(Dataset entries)
■ ■ ■ ■ ■

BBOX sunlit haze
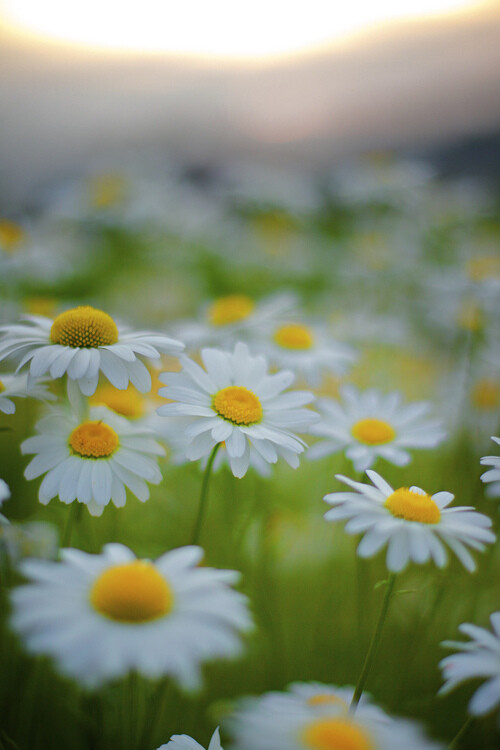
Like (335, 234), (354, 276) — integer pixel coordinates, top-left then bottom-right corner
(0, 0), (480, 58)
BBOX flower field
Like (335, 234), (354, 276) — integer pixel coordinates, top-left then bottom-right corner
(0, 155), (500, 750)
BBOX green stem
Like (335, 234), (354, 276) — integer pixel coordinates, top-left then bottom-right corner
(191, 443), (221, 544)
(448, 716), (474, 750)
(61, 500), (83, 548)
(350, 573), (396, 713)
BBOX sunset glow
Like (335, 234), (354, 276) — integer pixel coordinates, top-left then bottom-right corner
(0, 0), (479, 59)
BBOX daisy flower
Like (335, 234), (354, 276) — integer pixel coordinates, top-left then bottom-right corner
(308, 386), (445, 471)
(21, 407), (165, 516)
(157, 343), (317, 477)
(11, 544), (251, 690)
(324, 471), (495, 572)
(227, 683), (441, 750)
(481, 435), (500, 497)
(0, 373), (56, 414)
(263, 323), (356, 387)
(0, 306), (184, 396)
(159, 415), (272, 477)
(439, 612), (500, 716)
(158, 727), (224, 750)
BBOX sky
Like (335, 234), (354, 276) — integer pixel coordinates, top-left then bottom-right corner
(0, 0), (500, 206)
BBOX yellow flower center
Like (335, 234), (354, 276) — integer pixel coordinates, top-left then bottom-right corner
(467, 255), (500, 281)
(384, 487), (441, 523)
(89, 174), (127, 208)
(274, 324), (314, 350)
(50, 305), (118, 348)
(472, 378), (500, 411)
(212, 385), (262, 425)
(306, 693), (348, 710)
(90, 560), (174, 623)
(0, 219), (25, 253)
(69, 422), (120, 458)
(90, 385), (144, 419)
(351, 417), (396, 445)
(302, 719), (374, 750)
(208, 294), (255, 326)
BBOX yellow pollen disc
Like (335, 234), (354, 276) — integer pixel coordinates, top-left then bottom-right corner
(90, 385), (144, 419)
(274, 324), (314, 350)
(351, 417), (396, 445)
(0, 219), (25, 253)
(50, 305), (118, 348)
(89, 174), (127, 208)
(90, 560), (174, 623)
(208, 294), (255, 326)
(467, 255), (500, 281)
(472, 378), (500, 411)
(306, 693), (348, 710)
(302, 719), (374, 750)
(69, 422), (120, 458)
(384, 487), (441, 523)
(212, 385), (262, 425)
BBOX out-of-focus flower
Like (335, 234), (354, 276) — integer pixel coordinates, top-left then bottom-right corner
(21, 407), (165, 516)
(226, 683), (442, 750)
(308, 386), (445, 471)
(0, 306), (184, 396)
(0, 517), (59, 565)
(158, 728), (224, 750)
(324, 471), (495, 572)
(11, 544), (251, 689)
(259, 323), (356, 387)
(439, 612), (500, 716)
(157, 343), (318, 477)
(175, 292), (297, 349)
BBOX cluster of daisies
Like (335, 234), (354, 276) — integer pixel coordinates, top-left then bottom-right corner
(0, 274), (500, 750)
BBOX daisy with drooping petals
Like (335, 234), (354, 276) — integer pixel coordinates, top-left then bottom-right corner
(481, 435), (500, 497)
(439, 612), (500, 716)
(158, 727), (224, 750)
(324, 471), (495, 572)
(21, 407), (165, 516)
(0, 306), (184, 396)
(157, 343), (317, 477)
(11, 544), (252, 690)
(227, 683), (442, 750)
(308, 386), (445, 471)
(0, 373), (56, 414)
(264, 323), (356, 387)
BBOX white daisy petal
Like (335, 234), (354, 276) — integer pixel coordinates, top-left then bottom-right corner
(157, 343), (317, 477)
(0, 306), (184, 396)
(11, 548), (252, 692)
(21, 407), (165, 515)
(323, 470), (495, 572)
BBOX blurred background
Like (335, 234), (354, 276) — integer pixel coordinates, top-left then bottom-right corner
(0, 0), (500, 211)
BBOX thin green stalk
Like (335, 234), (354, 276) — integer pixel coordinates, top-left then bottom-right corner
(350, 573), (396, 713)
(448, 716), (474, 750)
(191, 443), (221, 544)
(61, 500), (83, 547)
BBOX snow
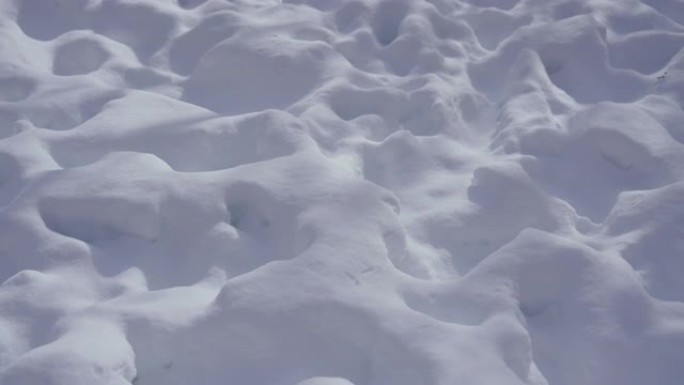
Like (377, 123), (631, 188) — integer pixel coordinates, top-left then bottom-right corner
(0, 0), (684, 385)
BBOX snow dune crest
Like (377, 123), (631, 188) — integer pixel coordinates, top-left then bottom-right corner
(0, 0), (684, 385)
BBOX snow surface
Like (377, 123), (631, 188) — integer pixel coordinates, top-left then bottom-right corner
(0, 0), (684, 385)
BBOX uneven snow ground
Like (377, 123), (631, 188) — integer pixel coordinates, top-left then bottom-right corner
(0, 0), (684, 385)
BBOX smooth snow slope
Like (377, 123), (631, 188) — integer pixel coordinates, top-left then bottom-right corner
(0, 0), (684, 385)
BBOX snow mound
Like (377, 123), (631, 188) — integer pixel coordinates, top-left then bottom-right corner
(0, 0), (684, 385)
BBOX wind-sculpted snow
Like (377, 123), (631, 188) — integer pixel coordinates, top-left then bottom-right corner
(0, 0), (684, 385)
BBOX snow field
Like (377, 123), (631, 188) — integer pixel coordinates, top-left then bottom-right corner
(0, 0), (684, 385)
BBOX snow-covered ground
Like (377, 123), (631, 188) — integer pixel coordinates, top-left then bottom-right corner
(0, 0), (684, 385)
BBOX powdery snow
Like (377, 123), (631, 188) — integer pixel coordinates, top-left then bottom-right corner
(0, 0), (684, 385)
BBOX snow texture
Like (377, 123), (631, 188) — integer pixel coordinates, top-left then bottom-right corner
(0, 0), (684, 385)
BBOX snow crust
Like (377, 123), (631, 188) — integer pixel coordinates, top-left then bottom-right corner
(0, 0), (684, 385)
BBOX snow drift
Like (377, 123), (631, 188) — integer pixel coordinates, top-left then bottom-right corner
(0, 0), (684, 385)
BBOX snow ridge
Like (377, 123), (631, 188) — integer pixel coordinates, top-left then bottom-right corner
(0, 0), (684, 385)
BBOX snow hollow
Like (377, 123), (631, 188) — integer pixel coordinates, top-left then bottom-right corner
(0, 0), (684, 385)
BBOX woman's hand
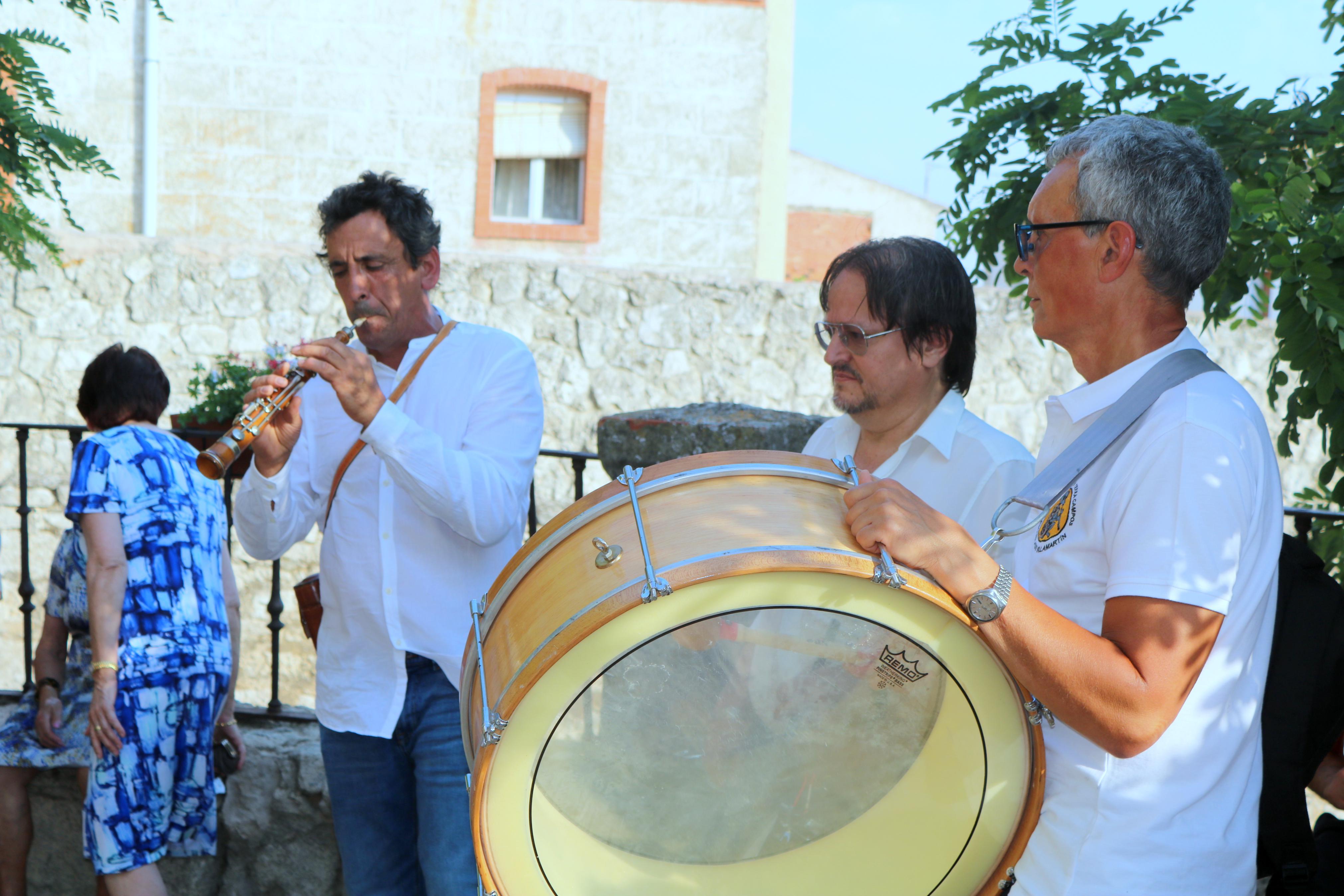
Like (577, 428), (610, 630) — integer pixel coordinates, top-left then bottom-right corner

■ ■ ■ ■ ■

◆ GIVEN EXERCISE
Report how many lines in the rows above contain the string "daisy". Case counts, and the reply is the number alone.

◆ IN RESPONSE
3